## [Bloco de texto]
⁂

Outra denominação para a Missa é “Santo Sacrifício”. Isto porque, como já dissemos, ela torna presente, “presentifica”, o único e irrepetível Sacrifício pascal, do Cristo salvador, sacrifício de Morte e Ressurreição, que se encontra na Eternidade divina; Sacrifício que o Senhor Jesus deu à Sua Igreja para que ela o ofereça, dele participando, até que Ele venha em sua Glória. Por isso mesmo, é chamado de Sacrifício de louvor, Sacrifício espiritual (porque oferecido na força do Espírito Santo), sacrifício racional (porque oferecido com a consciência, a liberdade, a intenção), Sacrifício puro e santo (porque Sacrifício do próprio Cristo Jesus). Apesar de ser único, original e incomparável, este santo sacrifício da Missa leva à plenitude todos os sacrifícios de todas as religiões e, particularmente, aqueles do Antigo Testamento. Podemos até recordar as palavras da profecia de Malaquias, na qual Deus prometia a Israel um sacrifício perfeito ao Seu Nome: “Sim, do levantar do sol ao seu poente o Meu Nome será grande entre as nações, e em todo lugar será oferecido ao Meu Nome um sacrifício de incenso e uma oferenda pura” (Ml 1,11). Cristo, com Seu sacrifício único e irrepetível, que entregou à Sua Igreja para celebrá-lo até que Ele venha, ofereceu este Sacrifício, cumprindo a profecia.

⁂

## [Tarefa proposta]
De acordo com o texto sobre a Missa como Santo Sacrifício, por que esse sacrifício é chamado de espiritual?

⁂

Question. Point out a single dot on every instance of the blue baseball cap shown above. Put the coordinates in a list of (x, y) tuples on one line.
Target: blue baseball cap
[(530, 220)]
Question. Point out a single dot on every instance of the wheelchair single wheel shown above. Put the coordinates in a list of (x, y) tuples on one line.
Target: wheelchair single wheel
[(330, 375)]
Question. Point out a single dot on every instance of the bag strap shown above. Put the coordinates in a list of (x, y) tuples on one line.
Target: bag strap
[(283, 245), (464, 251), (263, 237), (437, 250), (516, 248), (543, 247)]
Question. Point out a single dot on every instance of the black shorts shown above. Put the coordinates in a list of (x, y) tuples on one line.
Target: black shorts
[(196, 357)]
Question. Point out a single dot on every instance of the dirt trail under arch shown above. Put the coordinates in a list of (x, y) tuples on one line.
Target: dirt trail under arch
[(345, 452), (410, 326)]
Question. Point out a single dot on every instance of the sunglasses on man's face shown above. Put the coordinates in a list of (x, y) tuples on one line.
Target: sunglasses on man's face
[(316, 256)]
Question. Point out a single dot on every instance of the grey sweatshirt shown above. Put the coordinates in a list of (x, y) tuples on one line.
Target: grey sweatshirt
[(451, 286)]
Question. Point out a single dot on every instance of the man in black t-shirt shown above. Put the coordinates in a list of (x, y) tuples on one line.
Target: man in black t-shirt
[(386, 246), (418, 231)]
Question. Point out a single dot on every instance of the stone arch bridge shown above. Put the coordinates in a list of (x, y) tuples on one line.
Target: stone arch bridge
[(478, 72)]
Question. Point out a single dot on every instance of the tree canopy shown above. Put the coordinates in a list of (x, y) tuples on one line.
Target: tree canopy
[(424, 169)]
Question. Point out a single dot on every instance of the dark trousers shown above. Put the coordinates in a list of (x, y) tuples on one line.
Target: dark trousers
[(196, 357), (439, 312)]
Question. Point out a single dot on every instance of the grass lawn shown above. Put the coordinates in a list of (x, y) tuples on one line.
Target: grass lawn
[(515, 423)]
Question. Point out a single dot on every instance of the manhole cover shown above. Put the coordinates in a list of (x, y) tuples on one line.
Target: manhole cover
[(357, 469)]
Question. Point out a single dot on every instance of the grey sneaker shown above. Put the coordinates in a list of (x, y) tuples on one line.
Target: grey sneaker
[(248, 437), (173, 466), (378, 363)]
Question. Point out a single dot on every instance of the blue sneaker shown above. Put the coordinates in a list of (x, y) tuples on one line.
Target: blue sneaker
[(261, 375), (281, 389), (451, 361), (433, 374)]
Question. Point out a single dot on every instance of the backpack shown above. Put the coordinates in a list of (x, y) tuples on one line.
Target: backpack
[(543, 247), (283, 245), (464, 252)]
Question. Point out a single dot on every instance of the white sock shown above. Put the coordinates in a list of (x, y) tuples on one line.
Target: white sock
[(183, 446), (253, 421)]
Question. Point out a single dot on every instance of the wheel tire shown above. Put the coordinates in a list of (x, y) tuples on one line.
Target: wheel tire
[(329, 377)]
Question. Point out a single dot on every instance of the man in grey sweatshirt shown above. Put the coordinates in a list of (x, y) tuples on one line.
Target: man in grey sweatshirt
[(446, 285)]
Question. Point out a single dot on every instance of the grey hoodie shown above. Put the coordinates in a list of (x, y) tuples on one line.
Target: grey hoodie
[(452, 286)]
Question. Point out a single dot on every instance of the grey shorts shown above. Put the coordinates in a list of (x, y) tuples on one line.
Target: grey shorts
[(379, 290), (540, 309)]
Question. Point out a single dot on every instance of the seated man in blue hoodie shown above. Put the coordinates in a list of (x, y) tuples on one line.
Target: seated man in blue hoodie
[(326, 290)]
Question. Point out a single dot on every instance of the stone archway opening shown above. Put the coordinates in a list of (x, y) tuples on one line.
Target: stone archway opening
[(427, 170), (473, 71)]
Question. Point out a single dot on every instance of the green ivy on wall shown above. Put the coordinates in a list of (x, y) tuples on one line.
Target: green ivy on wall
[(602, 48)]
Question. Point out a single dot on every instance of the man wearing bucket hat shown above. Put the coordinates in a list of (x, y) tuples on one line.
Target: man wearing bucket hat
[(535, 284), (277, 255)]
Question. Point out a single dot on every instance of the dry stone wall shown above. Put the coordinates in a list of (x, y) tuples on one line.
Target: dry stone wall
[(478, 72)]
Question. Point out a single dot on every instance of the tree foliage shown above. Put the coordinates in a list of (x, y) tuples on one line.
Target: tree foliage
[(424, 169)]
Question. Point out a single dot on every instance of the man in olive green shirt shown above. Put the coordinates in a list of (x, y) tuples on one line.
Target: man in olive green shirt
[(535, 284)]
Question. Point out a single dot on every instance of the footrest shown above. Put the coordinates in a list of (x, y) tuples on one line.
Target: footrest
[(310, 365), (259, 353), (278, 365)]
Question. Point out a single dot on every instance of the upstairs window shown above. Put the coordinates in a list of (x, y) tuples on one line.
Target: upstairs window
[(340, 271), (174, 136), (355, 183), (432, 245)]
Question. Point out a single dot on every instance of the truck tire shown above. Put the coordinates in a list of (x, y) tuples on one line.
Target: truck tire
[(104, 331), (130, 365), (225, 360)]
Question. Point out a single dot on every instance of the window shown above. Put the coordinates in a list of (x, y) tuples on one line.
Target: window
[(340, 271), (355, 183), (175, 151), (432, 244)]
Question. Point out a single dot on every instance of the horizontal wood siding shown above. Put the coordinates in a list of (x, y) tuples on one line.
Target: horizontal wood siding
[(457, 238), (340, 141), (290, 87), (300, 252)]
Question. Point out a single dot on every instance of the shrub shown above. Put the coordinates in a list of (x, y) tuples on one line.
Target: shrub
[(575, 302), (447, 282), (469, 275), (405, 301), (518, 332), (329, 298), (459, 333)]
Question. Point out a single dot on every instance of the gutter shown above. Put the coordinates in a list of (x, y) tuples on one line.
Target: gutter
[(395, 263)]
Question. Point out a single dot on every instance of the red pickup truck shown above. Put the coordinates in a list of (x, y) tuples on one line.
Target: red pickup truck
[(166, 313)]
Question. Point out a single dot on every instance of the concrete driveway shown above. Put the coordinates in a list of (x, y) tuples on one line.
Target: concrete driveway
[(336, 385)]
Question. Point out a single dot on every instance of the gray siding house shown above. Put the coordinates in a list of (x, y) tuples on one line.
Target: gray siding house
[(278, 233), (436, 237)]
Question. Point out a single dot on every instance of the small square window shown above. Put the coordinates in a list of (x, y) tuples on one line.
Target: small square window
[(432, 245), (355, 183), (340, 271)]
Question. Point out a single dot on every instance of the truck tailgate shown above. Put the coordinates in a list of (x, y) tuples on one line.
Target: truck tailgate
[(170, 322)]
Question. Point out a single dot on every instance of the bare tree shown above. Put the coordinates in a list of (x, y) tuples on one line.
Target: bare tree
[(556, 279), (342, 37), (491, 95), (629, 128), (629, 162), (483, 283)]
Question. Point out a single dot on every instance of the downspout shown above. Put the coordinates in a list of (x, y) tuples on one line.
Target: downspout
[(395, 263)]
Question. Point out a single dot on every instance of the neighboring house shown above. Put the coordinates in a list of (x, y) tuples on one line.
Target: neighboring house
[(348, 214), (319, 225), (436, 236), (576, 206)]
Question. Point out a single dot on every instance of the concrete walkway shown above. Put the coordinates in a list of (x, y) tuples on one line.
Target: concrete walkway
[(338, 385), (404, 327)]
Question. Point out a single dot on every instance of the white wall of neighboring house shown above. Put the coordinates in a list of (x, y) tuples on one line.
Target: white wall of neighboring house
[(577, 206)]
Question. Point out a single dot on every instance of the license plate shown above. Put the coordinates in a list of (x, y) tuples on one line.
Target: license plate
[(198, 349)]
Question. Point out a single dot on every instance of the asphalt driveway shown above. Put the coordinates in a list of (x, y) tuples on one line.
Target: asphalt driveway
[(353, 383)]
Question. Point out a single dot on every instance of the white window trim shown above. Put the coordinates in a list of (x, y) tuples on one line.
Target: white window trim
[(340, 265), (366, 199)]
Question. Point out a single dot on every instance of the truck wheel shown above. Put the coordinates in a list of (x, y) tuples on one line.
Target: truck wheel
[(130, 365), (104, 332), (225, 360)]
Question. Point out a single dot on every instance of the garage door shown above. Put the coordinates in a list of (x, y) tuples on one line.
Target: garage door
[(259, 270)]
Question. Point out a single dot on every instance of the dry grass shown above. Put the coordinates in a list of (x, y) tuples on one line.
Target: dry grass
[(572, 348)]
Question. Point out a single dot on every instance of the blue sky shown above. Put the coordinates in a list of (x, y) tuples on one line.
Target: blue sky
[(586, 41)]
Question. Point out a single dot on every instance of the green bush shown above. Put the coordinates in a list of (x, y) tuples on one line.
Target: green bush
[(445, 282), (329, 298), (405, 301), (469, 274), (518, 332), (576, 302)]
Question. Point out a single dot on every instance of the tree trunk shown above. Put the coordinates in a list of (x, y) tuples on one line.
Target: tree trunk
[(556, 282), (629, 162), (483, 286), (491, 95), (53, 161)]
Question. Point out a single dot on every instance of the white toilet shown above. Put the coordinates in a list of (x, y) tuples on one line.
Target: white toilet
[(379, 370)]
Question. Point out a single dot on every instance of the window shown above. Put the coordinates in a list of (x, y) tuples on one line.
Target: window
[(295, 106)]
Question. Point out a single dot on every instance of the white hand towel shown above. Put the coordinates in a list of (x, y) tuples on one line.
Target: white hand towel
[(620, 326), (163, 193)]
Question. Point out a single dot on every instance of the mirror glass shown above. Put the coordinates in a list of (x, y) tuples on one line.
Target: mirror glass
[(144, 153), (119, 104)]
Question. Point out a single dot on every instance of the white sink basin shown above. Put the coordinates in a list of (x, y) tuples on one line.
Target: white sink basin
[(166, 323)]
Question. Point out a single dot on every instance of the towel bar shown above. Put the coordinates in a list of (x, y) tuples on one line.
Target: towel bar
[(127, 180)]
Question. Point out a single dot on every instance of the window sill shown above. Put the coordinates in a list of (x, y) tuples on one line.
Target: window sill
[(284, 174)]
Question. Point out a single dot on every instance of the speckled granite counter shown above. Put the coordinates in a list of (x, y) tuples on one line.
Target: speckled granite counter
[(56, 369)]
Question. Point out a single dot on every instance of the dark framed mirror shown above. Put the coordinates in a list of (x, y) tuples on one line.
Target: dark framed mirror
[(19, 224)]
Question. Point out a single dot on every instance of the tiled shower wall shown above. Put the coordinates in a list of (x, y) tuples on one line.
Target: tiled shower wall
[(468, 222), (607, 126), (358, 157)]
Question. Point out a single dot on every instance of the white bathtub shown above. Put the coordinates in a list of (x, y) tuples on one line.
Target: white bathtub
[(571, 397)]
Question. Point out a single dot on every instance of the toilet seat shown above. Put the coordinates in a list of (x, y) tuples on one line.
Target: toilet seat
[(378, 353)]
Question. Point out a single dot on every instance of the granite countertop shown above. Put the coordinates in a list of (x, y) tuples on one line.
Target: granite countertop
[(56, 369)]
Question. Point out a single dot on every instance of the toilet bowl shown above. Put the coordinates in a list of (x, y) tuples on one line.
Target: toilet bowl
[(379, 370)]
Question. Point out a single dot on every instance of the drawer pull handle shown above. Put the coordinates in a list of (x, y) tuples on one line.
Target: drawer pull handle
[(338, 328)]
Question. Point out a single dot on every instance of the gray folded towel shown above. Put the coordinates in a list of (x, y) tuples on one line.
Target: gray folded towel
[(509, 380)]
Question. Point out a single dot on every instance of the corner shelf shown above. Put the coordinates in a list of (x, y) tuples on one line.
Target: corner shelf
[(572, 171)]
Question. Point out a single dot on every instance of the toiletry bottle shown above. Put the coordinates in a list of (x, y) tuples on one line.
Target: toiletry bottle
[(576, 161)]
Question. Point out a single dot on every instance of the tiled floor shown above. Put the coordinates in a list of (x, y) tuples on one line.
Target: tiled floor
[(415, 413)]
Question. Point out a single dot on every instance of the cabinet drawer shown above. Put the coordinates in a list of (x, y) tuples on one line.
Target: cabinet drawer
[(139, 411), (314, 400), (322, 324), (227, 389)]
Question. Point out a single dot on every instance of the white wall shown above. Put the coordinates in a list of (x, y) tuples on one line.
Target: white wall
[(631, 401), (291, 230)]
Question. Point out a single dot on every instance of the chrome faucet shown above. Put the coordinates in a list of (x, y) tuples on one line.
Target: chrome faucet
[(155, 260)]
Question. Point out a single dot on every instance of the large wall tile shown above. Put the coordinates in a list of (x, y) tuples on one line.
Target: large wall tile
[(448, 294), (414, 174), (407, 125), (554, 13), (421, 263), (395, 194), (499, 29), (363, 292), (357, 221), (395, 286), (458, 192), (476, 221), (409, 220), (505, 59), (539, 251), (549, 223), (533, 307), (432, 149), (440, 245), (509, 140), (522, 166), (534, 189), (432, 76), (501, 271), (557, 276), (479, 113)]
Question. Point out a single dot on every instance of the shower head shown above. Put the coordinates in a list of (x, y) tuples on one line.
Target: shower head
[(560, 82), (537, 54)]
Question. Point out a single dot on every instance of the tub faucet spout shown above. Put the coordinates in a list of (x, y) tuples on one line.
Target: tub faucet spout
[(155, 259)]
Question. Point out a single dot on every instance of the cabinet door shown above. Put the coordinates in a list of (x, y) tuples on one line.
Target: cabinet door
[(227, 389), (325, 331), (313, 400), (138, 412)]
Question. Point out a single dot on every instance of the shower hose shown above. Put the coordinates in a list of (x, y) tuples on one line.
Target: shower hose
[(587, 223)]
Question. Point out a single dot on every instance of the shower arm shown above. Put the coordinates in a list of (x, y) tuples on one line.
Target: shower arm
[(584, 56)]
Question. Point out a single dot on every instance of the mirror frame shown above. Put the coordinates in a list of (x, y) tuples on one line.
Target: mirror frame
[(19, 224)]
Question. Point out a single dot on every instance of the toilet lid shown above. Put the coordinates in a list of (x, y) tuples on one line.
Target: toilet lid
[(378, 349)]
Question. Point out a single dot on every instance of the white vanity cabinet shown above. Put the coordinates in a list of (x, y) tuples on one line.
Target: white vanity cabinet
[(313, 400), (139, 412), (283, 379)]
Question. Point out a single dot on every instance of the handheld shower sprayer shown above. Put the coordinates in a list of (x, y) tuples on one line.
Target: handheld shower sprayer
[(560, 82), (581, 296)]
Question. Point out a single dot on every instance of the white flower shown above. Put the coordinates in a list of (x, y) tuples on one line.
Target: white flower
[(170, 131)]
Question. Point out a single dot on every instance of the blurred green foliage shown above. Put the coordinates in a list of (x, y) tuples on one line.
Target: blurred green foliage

⁂

## [Resultado do exercício]
Porque é oferecido na força do Espírito Santo.